START Selection

Quick and Easy Baguettes

More than anything else, seeing a bicyclist with a shopping bag hanging from the handlebars and a three foot long loaf of bread under her arm convinced me that, like Dorothy in the Wizard of Oz, I was not in Kansas anymore. Or in my case, no longer in Wisconsin.

People do not carry unwrapped loaves of bread under their arms in Wisconsin, certainly not while riding bicycles, but it is still a common sight in Europe. The longest loaves I saw were in Paris, France, but nearly every baker at the market in Münster, Germany, where I was a student, had a bin filled with long skinny loaves that gave me another reason to call bread “the staff of life.”

These long loaves are called baguettes. In French the word means simply baton or wand, so the conductor at a concert uses a baguette de direction to lead the orchestra and the magician waves his baguette magique over the scarf-covered top hat to make the rabbit appear.

END Selection
START Entries provided

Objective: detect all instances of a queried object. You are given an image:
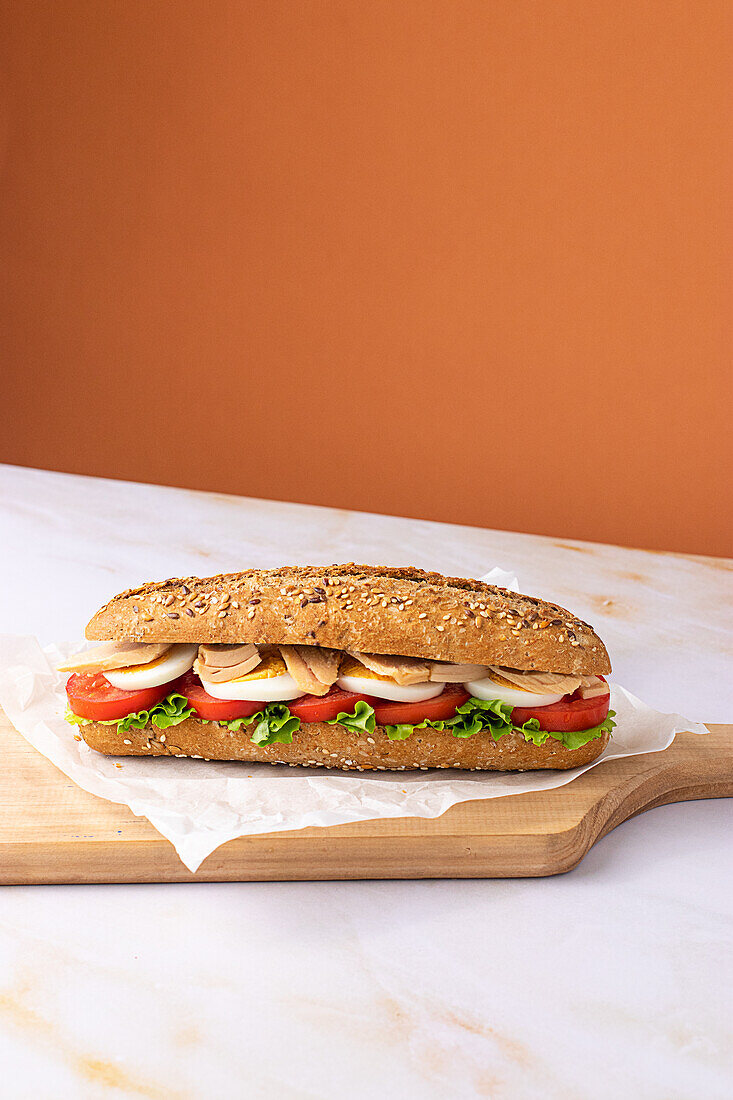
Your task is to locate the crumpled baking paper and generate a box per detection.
[0,569,707,872]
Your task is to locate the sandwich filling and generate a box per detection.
[59,642,614,749]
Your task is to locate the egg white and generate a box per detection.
[105,645,198,691]
[463,677,564,707]
[201,672,303,703]
[336,675,446,703]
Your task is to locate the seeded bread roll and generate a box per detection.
[86,564,611,675]
[79,717,609,771]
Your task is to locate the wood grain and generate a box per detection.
[0,715,733,884]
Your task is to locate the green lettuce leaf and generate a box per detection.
[66,692,616,749]
[376,696,615,749]
[248,703,300,745]
[326,699,376,734]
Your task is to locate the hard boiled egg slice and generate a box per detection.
[105,645,198,691]
[463,677,564,706]
[200,653,303,703]
[336,658,446,703]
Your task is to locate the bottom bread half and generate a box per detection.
[80,718,610,771]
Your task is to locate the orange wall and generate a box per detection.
[0,0,733,554]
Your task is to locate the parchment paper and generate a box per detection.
[0,569,707,871]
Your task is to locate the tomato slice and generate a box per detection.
[175,669,267,722]
[512,692,611,733]
[372,684,470,726]
[287,685,378,722]
[66,672,169,722]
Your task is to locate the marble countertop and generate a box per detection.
[0,466,733,1100]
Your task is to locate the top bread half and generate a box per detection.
[86,564,611,675]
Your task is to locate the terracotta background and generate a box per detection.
[0,0,733,554]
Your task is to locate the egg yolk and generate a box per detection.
[231,653,287,683]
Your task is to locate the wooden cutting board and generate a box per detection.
[0,713,733,884]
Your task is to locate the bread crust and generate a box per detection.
[86,563,611,675]
[79,717,610,771]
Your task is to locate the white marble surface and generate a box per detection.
[0,466,733,1100]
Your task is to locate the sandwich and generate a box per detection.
[59,564,614,771]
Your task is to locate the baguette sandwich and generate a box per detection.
[61,564,614,771]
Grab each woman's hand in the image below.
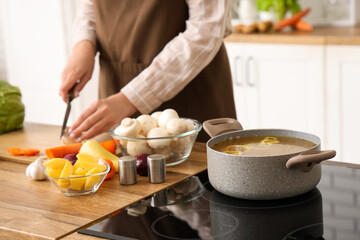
[59,40,95,102]
[69,92,137,142]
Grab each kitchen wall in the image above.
[0,0,98,125]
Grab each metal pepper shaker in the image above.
[147,154,166,183]
[119,156,137,185]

END Entries provided

▸ **Exercise instructions**
List every real-world geographic place named in the baguette text.

▸ **Exercise result**
Kansas, Wisconsin, Europe, Paris, France, Münster, Germany